» SET PROBLEM 1
In the records that follow the text, copy out the stretch from the line containing "target | burger filling" through the line containing "(157, 1137)", both of those lines included, with nothing changed.

─── PASSAGE GIVEN

Three male teenagers were arrested Wednesday in connection with a mysterious six-month-old arson in Colorado that killed five members of a Senegalese family, including a toddler and an infant.
Two of the juveniles are 16 years old and one is 15, Denver Police Chief Paul Pazen said.
"These are the individuals that we believe are responsible for this horrific crime," Pazen said at an afternoon news conference in Denver.
On Aug. 5 at around 3:30 a.m., police say three suspects in eerie face masks approached a house not far from Denver International Airport in darkness, igniting a fire that trapped people inside and burned so intensely it damaged neighbor's homes on both sides.
Djibril Diol, 29, his wife Adja Diol, 23, and their 2-year-old daughter Khadija were killed, along with Djibril's sister, Hassan, and her infant daughter, Hawa. Friends and family say Adja, Khadija, Hassan and Hawa had recently immigrated to the United States from Senegal.

──────

» SET PROBLEM 2
Translate this sentence from the Denver arson report into Spanish: "Two of the juveniles are 16 years old and one is 15, Denver Police Chief Paul Pazen said."

─── SUPPLIED DATA

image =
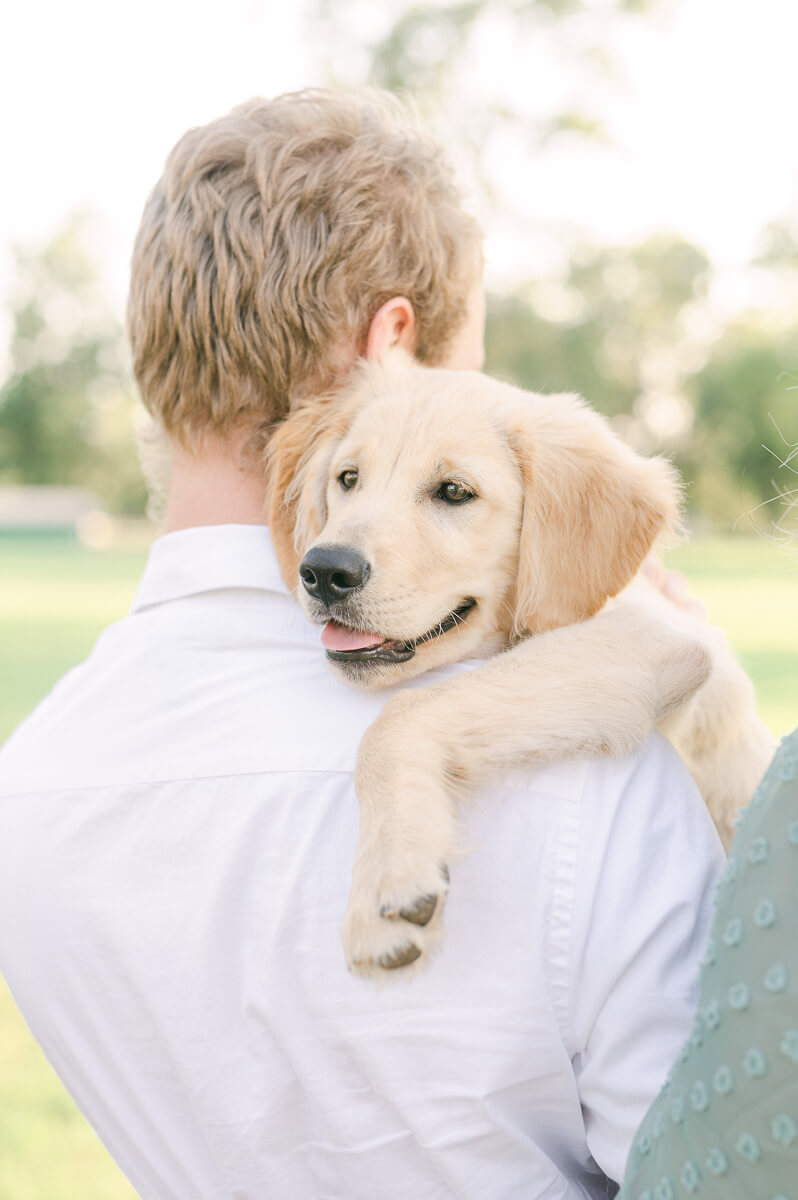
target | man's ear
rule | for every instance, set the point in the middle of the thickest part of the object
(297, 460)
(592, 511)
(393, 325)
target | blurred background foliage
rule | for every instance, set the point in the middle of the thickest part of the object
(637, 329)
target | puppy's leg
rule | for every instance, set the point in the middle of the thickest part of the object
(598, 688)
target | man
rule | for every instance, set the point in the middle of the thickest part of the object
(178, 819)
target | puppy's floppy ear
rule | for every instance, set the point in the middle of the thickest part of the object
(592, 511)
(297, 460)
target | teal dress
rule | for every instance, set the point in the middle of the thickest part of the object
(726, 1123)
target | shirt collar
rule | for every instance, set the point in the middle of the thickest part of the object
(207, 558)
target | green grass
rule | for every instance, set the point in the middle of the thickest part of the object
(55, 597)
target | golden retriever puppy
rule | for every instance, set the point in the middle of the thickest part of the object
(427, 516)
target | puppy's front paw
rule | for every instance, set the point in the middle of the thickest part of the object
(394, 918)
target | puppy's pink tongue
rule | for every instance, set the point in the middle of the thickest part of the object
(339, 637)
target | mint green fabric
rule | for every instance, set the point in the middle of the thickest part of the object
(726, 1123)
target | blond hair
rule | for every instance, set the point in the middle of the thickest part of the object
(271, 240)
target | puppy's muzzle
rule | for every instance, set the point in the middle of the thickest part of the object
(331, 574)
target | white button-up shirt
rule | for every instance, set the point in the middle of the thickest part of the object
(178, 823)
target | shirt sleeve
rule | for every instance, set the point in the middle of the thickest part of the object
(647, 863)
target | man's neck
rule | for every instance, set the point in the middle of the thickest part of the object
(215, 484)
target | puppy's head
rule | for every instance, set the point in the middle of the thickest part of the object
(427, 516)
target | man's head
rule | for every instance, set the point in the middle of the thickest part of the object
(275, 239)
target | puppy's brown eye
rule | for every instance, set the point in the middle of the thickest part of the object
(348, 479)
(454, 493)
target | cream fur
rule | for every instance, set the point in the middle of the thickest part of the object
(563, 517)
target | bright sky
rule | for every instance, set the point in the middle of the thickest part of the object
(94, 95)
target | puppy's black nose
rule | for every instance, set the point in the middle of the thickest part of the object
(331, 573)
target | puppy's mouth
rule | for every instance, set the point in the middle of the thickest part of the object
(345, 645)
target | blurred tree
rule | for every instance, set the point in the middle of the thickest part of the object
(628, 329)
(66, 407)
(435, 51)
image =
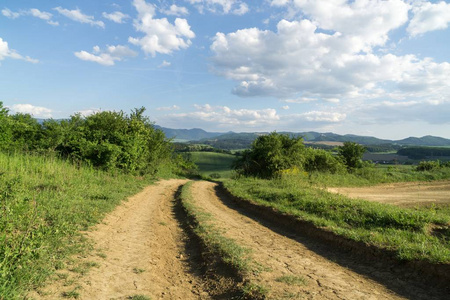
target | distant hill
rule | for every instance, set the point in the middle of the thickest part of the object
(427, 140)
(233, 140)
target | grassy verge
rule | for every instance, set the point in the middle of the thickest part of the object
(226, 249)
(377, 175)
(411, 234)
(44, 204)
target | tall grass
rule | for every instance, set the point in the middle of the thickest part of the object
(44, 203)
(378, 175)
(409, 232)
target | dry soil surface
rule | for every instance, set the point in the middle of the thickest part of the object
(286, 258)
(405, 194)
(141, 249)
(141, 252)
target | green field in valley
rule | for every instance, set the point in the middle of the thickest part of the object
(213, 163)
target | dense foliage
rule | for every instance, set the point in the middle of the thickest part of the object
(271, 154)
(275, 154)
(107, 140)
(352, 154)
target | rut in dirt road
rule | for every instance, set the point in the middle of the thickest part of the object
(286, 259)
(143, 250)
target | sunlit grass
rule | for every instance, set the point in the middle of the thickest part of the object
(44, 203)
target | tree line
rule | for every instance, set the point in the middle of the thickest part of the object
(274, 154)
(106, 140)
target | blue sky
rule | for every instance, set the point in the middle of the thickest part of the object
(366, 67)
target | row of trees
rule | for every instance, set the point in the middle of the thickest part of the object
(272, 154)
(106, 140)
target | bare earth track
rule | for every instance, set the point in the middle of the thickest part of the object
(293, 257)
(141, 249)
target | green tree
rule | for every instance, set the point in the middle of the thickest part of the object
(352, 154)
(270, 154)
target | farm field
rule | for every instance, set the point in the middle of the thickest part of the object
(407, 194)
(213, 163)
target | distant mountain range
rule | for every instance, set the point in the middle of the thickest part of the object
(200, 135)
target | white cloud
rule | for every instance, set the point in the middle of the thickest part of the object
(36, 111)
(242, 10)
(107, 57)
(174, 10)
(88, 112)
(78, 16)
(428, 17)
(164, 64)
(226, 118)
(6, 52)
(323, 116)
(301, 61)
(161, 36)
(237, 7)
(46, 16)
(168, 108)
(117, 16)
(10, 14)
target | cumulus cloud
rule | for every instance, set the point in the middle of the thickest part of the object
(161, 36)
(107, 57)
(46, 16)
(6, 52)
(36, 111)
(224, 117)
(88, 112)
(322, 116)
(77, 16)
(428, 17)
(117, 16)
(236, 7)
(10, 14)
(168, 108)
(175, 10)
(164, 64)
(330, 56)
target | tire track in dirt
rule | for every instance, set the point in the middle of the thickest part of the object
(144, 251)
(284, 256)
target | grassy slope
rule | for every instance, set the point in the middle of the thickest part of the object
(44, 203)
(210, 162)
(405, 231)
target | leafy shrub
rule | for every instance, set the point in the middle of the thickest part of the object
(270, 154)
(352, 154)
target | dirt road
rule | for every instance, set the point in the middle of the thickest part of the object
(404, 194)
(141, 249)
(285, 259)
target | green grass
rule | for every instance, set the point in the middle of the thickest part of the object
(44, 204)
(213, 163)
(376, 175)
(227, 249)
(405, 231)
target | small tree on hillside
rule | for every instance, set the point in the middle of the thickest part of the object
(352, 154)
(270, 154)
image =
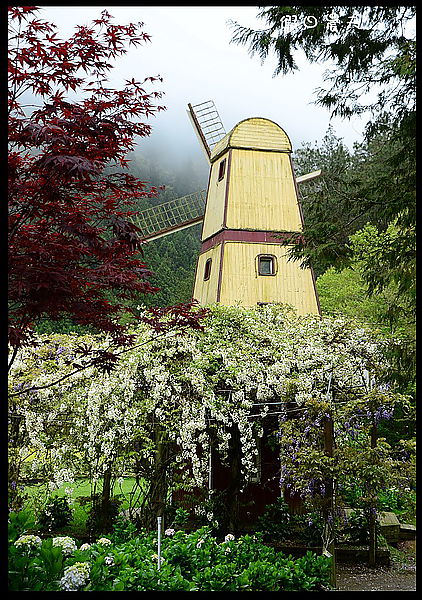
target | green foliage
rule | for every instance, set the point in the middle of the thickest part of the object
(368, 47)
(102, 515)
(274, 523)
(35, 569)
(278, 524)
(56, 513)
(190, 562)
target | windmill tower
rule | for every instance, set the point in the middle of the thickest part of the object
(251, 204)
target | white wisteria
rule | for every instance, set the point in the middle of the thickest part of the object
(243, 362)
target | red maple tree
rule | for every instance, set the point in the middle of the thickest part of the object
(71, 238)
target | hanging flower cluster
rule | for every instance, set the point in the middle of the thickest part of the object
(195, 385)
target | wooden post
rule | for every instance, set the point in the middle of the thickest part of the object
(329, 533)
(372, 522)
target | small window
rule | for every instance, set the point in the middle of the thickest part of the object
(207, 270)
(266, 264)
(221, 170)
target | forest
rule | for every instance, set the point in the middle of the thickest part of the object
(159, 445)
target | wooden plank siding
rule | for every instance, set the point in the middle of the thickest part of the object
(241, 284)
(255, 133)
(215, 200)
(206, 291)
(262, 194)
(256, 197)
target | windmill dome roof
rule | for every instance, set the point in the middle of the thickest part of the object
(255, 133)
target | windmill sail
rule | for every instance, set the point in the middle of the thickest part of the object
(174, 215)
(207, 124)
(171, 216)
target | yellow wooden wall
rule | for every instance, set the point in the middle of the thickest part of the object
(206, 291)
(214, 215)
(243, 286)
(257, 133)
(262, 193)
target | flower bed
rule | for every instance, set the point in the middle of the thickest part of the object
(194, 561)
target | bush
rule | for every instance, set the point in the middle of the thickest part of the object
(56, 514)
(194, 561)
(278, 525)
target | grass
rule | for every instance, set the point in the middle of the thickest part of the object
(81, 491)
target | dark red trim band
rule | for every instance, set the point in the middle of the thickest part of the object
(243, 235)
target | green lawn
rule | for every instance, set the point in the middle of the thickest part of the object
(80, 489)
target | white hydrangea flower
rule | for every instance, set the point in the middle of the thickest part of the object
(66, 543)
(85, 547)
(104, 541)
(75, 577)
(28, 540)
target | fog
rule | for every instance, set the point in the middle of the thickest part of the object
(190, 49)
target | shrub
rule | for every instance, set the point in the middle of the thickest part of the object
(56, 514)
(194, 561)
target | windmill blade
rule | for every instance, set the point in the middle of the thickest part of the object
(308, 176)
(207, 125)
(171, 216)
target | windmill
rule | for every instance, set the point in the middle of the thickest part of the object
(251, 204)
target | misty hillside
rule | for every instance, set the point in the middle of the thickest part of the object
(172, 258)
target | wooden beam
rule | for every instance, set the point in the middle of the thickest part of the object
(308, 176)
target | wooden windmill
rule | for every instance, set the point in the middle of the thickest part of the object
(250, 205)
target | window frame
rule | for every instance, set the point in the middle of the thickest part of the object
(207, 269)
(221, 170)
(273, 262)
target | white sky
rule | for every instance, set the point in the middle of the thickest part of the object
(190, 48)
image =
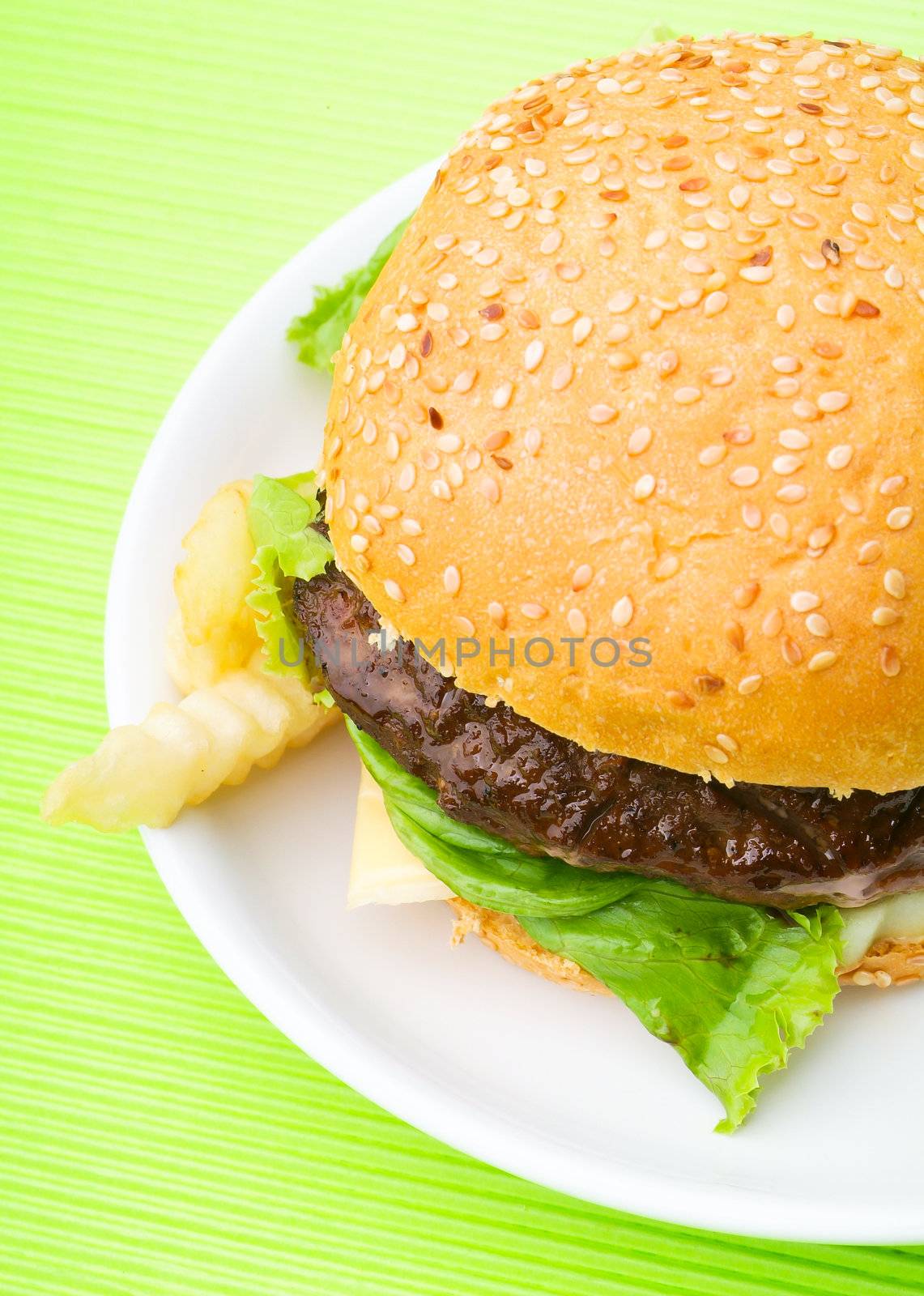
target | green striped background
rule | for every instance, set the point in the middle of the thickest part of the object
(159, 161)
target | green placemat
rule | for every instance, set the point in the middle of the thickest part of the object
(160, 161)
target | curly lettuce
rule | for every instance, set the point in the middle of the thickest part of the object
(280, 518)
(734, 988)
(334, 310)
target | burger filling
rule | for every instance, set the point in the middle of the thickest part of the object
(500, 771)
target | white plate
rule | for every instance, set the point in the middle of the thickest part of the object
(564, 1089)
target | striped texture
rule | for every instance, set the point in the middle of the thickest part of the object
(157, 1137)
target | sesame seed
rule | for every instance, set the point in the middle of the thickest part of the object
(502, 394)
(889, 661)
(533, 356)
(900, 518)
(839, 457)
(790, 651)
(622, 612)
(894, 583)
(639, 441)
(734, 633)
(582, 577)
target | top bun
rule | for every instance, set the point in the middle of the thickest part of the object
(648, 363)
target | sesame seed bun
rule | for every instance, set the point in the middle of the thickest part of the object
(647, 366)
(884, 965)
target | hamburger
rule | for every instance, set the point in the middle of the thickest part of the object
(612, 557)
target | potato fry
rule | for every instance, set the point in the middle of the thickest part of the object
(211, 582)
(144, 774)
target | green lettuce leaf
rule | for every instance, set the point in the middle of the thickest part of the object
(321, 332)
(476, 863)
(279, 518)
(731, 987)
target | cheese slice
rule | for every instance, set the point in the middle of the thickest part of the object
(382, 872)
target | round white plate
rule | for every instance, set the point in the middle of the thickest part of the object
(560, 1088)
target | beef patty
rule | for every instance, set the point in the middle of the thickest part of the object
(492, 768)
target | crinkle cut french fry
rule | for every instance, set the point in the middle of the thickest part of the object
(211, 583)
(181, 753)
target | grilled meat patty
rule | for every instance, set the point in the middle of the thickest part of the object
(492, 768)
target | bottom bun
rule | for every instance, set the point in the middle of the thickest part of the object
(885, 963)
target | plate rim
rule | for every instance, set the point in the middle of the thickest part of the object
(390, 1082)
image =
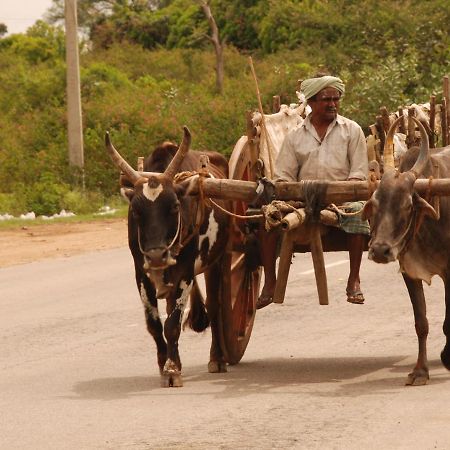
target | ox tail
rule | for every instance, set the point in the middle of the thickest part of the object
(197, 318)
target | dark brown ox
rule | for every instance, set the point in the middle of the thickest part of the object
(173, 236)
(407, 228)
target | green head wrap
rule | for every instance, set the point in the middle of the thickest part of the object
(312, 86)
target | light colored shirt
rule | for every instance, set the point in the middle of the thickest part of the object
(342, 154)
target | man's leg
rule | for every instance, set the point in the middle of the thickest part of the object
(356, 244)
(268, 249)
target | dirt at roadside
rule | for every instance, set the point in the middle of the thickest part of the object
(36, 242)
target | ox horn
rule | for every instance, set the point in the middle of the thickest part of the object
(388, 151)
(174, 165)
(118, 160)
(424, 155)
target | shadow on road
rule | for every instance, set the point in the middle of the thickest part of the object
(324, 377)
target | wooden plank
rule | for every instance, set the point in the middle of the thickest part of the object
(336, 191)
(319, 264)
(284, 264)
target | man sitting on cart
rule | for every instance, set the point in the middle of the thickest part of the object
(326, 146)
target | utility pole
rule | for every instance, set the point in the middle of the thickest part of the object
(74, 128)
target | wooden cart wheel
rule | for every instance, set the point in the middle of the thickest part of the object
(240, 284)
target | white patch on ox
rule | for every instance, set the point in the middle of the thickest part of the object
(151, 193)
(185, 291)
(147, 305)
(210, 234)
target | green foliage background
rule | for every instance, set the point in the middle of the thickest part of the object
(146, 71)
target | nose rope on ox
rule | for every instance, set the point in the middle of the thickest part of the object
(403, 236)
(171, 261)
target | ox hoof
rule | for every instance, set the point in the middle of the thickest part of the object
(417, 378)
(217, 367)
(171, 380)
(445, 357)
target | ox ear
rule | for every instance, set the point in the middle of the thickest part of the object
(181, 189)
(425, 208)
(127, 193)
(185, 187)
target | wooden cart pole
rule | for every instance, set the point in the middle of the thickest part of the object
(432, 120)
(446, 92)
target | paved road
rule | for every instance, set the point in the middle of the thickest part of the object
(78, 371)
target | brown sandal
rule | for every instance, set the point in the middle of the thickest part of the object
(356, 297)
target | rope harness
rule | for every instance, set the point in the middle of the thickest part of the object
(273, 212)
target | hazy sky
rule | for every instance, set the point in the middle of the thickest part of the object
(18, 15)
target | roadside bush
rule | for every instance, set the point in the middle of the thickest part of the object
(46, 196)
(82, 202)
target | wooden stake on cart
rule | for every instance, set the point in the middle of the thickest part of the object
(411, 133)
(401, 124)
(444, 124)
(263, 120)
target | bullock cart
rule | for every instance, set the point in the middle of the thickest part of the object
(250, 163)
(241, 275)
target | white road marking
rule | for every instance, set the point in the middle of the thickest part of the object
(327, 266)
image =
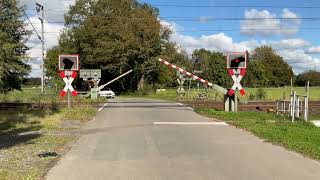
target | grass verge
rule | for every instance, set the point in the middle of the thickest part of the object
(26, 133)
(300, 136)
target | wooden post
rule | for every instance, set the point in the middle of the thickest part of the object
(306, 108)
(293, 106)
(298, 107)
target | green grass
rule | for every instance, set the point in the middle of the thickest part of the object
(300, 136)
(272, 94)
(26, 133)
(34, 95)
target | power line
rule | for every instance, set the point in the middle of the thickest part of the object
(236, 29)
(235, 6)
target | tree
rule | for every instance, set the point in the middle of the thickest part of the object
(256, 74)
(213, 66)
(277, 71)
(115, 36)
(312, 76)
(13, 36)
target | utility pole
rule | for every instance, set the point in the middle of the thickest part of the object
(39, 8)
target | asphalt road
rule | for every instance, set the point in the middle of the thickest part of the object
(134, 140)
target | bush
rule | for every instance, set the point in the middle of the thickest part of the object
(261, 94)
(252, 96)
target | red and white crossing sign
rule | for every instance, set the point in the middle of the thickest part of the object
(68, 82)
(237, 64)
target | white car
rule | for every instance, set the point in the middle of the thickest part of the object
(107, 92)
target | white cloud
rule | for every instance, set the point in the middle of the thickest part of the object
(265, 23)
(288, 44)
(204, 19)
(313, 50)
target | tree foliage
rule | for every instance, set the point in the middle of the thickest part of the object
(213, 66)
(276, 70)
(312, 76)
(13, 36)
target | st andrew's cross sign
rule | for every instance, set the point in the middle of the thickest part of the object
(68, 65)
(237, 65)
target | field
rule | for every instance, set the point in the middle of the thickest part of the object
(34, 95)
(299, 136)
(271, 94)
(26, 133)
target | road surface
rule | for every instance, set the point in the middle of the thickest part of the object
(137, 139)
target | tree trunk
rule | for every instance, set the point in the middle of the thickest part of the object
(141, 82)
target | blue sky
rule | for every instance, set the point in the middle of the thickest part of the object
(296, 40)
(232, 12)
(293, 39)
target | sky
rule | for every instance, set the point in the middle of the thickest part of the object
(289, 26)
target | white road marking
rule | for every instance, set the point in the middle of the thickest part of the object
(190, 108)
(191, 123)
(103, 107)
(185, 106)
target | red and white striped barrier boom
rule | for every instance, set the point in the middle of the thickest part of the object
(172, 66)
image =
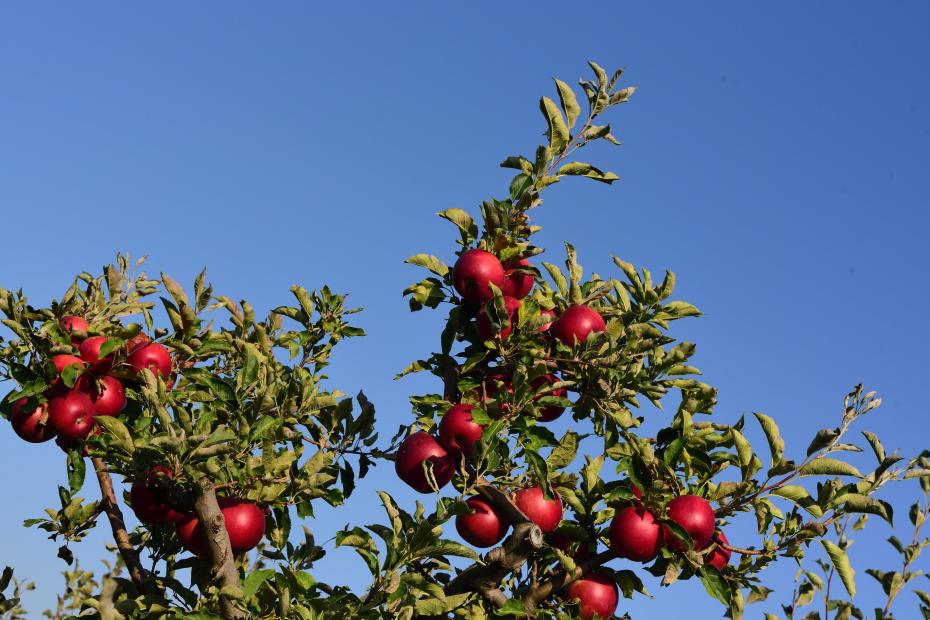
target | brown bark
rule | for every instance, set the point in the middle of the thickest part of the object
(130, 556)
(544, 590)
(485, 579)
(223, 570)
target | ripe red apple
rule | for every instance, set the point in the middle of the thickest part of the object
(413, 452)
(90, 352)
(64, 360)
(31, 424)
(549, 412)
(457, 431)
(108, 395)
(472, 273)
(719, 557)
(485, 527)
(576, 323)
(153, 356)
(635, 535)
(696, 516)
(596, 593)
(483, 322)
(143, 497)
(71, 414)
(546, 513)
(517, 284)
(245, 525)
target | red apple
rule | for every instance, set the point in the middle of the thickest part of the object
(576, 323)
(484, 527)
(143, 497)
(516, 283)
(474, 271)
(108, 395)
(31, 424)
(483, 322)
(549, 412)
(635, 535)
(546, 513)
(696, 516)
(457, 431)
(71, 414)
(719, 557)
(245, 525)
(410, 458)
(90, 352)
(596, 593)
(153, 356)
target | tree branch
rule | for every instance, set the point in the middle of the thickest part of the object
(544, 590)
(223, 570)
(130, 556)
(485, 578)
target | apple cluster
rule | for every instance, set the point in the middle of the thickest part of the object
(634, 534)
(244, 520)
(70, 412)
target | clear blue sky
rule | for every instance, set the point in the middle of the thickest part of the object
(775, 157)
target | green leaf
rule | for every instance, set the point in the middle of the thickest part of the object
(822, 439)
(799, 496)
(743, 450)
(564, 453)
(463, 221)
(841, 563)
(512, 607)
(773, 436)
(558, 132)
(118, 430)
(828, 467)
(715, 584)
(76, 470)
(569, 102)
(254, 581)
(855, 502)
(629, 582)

──────

» CORRECT ANSWER 1
target | burger filling
rule | for every instance, set the point in the middle of the thickest part of the object
(500, 771)
target | white plate
rule | for every instance, set the point in the middle of the thickest part of the object
(564, 1089)
target | striped texture
rule | for every instance, set the point in the middle of the thickest part of the object
(157, 1137)

» CORRECT ANSWER 2
Dos de los menores tienen 16 años y uno tiene 15, dijo el jefe de la Policía de Denver, Paul Pazen.